### PROBLEM
Which lines in the items below contain the string "stadium"? List each one in full.

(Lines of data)
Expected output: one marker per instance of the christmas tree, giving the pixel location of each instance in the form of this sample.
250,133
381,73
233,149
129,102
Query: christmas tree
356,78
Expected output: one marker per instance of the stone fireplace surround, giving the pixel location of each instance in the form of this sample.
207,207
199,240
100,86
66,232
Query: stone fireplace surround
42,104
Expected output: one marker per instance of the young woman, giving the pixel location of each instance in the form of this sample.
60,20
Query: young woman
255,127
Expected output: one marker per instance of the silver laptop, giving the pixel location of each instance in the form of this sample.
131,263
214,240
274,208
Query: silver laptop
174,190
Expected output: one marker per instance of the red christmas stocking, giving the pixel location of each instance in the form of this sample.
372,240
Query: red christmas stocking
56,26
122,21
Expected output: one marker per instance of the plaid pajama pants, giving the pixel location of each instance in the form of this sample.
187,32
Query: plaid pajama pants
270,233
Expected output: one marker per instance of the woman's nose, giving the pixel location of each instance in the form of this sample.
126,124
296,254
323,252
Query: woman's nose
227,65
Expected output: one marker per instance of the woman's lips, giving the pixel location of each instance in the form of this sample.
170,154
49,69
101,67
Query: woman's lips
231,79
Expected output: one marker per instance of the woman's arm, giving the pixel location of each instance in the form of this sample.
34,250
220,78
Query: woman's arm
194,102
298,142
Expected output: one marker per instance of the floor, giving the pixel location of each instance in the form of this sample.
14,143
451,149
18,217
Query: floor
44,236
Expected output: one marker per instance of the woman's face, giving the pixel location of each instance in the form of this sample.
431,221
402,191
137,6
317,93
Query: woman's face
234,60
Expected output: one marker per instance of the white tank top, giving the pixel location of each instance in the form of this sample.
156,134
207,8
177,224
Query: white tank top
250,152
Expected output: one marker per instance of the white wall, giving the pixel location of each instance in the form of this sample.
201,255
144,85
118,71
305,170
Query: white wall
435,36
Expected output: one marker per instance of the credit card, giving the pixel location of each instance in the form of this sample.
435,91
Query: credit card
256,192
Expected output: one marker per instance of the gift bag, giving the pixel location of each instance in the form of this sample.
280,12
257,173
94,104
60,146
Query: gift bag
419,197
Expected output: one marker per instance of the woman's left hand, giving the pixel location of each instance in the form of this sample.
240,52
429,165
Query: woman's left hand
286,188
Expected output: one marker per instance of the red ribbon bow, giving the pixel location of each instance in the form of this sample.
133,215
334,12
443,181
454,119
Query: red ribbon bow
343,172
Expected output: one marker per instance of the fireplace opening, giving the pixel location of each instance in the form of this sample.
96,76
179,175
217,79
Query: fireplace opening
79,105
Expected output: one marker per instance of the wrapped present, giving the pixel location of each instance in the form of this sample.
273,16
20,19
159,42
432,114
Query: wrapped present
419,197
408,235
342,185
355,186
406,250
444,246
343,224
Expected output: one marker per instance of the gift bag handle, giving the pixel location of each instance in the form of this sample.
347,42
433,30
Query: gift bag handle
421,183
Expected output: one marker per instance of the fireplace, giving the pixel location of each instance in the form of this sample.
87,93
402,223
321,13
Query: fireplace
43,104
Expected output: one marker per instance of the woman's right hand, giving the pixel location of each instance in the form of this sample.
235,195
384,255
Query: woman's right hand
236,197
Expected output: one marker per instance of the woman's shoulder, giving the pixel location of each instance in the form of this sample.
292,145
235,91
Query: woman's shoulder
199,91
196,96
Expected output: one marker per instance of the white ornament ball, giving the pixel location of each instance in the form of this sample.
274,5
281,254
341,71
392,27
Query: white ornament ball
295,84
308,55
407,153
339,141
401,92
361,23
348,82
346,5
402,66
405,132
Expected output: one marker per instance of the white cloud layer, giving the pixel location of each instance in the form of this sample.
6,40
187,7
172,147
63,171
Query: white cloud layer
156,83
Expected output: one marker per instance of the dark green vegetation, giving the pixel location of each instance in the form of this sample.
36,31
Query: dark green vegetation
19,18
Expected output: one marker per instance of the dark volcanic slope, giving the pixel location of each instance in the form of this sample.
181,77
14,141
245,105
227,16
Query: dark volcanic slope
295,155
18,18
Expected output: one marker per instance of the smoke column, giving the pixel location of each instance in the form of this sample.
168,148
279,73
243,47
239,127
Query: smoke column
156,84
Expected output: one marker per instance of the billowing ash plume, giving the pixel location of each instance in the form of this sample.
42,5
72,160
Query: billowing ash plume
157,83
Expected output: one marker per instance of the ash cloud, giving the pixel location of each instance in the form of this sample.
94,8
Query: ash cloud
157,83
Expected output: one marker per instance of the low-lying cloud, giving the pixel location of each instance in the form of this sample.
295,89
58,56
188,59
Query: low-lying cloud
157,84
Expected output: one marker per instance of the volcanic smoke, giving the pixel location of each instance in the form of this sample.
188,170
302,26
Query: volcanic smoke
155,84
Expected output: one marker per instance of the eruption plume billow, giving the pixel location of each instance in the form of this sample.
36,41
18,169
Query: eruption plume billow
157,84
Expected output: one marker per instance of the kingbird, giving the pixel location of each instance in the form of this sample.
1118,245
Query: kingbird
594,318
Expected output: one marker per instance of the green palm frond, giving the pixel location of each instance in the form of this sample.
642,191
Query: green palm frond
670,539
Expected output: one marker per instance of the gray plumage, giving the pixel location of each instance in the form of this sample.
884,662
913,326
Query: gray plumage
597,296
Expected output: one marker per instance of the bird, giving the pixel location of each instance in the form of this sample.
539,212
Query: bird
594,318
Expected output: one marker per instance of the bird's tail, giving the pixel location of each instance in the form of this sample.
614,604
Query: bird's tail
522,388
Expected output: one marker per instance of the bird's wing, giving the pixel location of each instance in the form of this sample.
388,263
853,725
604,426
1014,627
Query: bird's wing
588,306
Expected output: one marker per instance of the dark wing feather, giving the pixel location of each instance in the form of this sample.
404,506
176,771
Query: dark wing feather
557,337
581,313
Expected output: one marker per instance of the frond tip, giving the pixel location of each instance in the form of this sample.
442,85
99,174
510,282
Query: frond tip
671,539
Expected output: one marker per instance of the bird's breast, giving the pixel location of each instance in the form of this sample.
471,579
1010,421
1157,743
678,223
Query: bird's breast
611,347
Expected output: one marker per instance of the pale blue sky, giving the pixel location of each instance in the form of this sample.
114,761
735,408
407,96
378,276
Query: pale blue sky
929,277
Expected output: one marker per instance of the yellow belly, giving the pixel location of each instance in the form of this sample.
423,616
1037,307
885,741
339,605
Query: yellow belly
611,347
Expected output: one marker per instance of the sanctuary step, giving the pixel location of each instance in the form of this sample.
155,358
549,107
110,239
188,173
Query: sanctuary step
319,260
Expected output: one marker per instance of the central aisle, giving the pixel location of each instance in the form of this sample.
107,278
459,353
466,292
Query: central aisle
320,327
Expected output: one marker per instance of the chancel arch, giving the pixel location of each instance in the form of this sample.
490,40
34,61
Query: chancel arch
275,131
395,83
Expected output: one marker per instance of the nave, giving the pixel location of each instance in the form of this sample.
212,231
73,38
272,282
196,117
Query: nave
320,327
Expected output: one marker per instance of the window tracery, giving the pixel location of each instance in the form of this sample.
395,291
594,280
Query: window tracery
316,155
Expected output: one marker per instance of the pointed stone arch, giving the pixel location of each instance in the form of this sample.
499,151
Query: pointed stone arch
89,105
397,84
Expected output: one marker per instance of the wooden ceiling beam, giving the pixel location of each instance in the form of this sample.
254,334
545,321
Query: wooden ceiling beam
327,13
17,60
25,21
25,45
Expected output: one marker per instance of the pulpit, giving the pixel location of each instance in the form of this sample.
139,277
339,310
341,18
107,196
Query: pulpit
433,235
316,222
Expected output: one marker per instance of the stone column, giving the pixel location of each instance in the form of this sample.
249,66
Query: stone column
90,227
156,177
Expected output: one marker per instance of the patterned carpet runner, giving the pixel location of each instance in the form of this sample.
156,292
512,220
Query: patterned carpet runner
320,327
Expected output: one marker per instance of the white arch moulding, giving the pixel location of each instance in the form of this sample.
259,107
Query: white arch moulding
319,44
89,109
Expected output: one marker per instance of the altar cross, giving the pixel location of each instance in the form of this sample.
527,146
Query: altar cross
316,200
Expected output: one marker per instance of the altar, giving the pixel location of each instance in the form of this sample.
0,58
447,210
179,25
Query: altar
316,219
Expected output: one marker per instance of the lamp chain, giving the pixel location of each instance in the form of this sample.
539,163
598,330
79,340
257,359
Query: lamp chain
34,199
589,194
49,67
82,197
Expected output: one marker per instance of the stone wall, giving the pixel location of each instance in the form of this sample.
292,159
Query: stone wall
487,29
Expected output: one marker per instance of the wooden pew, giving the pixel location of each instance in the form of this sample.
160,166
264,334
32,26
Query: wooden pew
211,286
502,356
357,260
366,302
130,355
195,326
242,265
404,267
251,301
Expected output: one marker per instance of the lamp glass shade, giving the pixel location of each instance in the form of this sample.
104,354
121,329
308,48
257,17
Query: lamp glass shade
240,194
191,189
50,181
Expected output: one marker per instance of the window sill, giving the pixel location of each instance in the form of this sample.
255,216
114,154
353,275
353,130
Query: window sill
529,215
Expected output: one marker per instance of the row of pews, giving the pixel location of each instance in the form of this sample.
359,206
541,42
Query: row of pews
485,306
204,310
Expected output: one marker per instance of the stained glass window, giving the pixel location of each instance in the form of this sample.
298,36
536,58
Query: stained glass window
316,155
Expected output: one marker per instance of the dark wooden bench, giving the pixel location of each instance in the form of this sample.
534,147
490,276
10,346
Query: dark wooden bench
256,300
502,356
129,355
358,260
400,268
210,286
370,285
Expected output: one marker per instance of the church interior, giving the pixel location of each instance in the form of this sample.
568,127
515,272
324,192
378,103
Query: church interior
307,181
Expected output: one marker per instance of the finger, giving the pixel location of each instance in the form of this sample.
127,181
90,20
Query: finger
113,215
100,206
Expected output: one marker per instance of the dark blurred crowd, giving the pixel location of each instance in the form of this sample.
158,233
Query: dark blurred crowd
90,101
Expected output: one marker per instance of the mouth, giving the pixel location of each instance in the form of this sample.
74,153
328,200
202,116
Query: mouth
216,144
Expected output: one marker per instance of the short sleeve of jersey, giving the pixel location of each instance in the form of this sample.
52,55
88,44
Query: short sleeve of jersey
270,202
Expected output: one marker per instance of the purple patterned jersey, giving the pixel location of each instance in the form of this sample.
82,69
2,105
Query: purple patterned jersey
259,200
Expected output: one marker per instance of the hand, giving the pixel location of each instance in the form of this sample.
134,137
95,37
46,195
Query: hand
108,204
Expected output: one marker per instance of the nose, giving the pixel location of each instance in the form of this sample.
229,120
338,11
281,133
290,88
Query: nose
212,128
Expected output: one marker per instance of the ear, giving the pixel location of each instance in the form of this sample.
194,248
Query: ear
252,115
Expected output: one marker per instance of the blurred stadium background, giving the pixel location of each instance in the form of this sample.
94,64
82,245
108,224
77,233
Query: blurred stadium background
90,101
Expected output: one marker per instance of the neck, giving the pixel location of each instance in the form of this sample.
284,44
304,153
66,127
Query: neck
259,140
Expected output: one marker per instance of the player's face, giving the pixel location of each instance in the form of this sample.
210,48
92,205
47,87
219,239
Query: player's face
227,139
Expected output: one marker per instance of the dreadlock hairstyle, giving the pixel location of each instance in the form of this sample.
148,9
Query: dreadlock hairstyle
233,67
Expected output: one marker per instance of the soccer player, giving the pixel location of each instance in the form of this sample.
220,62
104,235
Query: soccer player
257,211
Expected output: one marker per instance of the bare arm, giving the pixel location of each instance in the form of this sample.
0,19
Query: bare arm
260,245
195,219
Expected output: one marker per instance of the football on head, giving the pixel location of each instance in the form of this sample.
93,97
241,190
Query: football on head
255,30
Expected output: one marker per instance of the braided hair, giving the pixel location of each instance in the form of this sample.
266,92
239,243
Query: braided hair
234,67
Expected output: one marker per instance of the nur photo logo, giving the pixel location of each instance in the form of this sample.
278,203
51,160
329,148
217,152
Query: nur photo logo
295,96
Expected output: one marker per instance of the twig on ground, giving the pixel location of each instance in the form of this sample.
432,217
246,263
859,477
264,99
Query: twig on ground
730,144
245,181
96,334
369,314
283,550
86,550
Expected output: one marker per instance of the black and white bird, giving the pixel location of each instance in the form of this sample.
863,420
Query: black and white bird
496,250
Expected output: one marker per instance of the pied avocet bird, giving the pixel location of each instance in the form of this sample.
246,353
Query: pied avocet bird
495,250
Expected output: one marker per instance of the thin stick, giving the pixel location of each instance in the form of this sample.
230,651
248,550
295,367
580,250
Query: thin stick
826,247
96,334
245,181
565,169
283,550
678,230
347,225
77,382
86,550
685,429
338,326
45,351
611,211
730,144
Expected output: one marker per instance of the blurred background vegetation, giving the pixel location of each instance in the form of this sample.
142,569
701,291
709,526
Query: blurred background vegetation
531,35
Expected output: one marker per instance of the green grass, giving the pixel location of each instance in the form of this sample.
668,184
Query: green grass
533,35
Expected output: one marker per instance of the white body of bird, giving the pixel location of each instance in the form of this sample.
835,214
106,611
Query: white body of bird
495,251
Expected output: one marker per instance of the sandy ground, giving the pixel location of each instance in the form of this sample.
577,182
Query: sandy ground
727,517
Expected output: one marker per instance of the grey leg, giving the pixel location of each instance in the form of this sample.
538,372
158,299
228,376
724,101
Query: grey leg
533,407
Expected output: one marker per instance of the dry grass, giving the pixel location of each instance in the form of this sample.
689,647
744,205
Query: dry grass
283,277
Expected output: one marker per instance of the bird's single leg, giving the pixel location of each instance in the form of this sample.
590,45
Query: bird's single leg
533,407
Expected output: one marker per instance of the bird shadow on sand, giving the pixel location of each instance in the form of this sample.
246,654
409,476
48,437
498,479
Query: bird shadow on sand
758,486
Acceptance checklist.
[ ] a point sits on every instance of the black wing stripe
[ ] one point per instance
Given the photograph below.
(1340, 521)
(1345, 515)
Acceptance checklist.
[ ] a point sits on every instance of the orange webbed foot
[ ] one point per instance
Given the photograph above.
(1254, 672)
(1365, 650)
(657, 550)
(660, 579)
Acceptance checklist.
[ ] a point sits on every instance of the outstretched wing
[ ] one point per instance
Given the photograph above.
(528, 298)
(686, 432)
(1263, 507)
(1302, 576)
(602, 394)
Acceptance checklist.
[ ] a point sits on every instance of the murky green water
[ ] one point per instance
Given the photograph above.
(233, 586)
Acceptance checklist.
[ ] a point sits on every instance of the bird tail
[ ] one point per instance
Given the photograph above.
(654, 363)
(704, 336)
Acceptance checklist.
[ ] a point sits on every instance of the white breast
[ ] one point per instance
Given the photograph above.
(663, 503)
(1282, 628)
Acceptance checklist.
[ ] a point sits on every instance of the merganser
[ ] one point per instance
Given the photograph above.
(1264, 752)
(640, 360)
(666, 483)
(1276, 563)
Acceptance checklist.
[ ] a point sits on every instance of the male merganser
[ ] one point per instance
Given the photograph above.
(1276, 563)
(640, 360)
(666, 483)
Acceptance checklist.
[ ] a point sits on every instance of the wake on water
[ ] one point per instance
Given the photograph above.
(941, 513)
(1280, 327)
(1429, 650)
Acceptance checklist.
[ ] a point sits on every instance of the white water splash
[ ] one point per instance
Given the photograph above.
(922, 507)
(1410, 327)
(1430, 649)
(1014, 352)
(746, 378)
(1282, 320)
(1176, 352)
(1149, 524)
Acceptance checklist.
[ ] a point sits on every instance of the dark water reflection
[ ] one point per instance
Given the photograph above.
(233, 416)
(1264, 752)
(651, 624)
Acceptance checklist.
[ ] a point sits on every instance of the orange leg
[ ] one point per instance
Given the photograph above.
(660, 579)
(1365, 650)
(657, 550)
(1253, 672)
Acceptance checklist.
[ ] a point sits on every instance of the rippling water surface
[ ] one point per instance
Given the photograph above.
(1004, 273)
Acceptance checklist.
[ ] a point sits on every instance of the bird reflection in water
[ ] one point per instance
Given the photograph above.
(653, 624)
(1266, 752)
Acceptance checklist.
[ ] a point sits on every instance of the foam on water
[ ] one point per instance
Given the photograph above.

### EXPECTED ANSWER
Expected output: one marker per instance of the blurred stadium background, giving the pixel location of each instance in the form of this sample.
Query: blurred stadium background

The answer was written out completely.